--- Goal ---
Please copy out each line in the records below that contains the string "flagpole". Case counts.

--- Exercise input ---
╭──

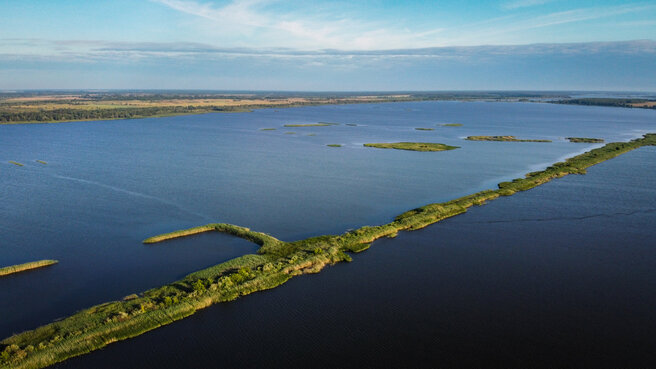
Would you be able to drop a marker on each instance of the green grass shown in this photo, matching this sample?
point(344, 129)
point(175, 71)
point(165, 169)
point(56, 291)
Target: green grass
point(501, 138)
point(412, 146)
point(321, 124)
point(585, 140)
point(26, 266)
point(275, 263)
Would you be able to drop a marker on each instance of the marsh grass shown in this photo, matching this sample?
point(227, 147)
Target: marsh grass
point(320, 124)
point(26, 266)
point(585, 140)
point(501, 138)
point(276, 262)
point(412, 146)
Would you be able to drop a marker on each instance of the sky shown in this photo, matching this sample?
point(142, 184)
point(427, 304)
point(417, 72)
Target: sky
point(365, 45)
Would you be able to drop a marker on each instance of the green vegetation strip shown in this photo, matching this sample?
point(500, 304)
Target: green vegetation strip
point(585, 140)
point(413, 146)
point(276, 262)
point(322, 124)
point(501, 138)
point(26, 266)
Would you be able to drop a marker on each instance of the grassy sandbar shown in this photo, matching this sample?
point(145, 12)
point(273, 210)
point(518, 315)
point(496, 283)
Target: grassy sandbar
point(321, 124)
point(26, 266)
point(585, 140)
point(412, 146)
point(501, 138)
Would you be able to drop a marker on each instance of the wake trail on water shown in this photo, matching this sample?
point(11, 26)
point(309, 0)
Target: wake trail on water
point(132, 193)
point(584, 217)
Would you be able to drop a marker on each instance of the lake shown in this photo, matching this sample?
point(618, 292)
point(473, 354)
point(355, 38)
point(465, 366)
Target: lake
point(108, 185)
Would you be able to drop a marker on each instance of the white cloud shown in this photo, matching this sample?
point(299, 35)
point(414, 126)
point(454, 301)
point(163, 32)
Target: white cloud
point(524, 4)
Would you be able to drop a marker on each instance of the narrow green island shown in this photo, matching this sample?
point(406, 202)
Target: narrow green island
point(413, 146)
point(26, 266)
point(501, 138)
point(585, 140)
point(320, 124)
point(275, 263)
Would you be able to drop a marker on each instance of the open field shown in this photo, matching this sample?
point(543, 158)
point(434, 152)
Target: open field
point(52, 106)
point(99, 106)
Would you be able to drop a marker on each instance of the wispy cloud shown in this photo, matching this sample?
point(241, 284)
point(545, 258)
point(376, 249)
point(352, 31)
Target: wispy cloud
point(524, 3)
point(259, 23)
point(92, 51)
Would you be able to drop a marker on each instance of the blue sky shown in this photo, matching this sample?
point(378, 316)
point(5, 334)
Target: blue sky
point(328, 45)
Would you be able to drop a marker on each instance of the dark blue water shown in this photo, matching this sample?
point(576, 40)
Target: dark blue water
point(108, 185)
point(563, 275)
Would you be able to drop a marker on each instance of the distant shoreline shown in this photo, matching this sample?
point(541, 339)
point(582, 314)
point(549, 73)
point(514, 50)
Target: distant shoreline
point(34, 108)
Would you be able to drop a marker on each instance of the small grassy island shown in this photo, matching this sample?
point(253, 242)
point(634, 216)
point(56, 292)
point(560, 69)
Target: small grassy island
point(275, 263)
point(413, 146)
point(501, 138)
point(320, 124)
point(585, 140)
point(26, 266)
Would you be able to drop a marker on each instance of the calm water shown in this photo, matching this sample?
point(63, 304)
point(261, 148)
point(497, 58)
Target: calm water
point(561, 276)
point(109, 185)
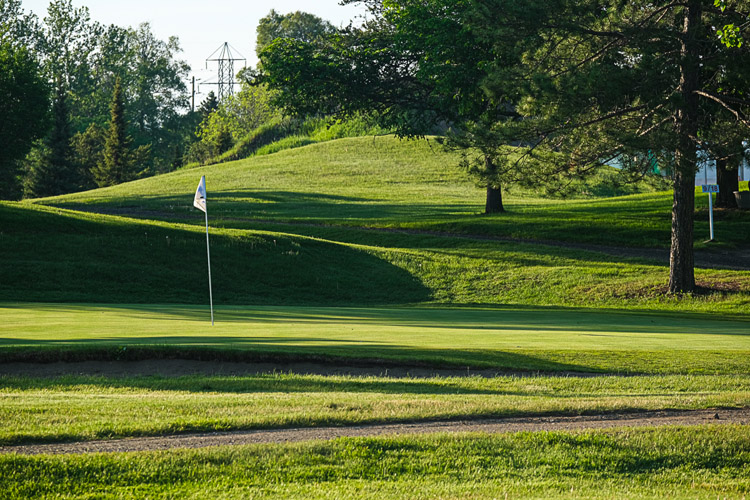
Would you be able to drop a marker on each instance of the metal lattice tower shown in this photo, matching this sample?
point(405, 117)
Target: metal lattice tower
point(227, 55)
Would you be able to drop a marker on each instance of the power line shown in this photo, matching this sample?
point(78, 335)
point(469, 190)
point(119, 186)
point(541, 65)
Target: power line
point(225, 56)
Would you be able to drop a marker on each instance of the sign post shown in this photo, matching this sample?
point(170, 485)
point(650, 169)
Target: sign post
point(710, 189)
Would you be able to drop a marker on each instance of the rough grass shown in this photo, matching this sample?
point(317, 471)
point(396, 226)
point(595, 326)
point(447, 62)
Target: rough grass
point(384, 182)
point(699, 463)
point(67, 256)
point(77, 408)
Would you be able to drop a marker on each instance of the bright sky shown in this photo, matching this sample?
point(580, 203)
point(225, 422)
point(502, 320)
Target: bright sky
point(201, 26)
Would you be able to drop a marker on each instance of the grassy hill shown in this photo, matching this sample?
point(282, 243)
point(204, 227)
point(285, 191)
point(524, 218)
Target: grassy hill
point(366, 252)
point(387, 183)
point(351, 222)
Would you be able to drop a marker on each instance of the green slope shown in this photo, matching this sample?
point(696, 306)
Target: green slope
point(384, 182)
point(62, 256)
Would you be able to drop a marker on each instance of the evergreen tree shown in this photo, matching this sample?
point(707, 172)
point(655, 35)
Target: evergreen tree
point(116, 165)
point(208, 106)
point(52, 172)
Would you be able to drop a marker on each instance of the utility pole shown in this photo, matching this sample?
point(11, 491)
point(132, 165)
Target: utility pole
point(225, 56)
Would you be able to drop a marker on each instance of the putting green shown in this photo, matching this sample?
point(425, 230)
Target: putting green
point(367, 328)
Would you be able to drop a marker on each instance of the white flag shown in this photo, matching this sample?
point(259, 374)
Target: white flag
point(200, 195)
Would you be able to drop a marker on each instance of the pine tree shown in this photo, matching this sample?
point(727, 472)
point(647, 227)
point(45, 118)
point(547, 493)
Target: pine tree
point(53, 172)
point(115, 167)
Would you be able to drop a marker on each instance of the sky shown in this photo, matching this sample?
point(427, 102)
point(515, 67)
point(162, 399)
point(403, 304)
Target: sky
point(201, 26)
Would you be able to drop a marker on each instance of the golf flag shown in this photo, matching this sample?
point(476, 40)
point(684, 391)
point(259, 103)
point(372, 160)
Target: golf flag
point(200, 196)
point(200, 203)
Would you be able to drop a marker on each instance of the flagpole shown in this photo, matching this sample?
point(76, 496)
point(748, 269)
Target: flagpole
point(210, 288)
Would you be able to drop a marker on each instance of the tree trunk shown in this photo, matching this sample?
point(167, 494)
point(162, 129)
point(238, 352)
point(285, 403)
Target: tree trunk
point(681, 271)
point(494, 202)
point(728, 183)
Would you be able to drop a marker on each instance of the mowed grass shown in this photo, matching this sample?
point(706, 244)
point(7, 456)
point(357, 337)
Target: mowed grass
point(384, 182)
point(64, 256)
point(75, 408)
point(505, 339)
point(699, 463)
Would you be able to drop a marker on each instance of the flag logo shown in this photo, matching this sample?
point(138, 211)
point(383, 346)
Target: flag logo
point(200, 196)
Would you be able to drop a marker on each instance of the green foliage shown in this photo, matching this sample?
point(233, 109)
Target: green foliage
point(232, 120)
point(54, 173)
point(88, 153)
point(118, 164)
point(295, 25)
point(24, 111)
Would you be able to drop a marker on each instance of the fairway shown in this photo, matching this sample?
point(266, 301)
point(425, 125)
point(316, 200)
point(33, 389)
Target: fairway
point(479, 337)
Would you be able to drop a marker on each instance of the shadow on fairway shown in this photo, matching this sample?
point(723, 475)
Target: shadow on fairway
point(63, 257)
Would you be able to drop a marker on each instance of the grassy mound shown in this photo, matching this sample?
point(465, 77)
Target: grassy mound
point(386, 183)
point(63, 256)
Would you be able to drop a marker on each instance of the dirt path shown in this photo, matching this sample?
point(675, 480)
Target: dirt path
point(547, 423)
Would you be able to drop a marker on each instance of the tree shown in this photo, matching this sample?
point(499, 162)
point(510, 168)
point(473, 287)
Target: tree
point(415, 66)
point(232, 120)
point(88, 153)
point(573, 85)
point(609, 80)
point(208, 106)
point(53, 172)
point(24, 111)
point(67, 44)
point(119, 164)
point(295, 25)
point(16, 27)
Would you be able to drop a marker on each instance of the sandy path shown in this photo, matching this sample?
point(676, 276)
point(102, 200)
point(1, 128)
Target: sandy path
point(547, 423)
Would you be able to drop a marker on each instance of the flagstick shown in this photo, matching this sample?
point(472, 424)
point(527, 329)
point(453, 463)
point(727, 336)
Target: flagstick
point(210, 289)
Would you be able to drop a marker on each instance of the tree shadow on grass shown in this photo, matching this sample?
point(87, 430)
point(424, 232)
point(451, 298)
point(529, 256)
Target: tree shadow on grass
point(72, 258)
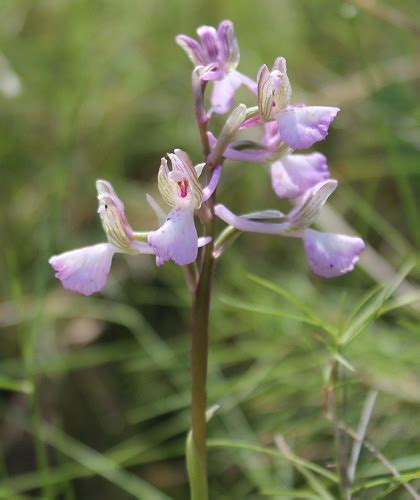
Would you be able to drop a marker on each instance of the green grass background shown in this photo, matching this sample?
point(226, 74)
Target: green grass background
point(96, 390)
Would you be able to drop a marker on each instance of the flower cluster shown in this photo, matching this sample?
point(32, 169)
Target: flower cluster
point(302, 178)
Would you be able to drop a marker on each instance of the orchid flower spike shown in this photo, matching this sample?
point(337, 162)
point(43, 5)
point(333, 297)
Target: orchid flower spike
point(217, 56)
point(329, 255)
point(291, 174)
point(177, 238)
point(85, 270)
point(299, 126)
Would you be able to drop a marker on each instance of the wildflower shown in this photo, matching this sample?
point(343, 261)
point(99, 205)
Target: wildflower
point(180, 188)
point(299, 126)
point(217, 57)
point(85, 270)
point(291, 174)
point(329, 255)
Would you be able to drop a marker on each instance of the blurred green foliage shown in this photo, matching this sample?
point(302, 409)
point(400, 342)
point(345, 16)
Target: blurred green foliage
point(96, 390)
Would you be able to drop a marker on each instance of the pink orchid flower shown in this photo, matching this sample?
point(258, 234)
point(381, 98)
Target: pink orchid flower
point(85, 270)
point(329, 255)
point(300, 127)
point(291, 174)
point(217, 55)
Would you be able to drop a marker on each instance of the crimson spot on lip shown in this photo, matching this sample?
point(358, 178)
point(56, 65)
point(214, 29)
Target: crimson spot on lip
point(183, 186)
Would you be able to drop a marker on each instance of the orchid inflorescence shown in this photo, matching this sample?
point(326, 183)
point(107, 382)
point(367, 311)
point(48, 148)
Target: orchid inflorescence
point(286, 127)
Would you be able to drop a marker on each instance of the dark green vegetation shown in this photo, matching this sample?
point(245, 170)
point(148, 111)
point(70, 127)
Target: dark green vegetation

╰──
╭──

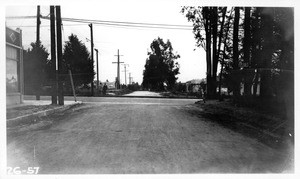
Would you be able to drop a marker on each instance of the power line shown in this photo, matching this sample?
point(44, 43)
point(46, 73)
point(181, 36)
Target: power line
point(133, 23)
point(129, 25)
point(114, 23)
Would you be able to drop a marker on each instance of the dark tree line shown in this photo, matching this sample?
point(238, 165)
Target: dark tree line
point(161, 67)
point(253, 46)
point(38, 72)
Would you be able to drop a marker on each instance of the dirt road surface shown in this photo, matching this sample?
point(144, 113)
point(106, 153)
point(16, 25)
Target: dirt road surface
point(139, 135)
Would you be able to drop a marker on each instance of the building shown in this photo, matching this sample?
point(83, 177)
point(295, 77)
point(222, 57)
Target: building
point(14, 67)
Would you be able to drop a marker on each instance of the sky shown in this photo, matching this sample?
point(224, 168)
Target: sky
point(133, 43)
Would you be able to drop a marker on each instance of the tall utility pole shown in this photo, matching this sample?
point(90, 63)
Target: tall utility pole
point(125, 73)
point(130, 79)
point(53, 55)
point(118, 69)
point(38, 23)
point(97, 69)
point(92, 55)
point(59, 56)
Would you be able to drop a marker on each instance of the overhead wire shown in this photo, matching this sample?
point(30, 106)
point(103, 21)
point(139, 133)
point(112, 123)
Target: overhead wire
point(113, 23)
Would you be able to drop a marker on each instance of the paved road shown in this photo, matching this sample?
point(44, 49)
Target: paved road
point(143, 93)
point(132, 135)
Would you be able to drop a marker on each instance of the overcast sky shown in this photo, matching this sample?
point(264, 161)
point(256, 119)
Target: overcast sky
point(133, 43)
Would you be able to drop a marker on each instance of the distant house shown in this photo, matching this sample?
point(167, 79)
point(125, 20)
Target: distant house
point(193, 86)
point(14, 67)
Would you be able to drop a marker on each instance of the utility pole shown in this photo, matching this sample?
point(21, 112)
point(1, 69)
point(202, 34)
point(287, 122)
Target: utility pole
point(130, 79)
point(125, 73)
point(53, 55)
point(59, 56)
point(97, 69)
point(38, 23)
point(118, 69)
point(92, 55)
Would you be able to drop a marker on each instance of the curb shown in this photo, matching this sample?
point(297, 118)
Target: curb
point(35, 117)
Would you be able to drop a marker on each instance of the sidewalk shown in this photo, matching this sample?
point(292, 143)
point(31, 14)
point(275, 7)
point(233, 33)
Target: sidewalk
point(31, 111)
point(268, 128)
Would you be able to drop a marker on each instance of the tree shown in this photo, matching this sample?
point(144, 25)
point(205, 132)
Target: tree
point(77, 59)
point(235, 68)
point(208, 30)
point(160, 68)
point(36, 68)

╰──
╭──

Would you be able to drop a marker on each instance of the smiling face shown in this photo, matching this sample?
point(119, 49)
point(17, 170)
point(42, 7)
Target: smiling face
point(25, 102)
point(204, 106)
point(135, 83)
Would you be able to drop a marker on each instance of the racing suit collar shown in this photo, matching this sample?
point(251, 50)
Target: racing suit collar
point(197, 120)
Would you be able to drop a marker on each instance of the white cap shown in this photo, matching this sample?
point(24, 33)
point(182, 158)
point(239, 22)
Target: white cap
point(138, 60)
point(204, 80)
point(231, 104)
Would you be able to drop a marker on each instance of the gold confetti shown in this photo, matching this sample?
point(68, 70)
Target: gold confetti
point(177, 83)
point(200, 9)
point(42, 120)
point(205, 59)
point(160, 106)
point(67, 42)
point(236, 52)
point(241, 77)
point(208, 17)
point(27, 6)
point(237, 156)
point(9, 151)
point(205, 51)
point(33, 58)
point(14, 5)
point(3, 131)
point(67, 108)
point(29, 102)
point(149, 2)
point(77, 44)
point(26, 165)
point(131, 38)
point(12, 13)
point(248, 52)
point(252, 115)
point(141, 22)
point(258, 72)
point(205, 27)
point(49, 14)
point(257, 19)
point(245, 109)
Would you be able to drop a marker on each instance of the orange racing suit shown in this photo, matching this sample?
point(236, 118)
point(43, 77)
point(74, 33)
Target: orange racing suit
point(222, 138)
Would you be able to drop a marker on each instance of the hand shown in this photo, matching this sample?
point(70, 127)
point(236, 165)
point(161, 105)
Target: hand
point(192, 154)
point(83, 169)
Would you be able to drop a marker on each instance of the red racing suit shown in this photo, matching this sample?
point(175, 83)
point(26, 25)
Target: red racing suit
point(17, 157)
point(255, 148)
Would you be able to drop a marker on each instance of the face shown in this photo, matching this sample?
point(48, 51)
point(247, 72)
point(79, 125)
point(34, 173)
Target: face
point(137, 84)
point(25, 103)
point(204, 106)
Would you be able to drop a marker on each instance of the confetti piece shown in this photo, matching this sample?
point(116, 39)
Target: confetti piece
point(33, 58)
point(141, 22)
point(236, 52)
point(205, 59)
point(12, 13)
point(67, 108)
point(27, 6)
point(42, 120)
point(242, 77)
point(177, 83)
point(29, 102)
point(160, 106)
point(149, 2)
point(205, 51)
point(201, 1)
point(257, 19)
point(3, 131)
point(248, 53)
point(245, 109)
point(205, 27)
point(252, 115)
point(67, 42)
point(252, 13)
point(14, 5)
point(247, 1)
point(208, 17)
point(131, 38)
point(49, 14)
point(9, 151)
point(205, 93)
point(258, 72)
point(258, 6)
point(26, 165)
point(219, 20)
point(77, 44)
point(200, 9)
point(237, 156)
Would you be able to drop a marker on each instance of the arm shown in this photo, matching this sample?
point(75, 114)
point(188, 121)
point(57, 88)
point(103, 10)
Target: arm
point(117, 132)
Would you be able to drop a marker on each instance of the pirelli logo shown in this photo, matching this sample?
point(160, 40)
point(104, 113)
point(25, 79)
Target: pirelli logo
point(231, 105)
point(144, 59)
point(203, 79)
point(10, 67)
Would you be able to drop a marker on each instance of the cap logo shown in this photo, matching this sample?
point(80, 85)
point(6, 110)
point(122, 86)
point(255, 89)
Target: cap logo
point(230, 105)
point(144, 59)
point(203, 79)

╰──

--- Finished answer ---
Would you be able to drop a marker on each instance of the flagpole shown in this photo, matching this sample?
Target: flagpole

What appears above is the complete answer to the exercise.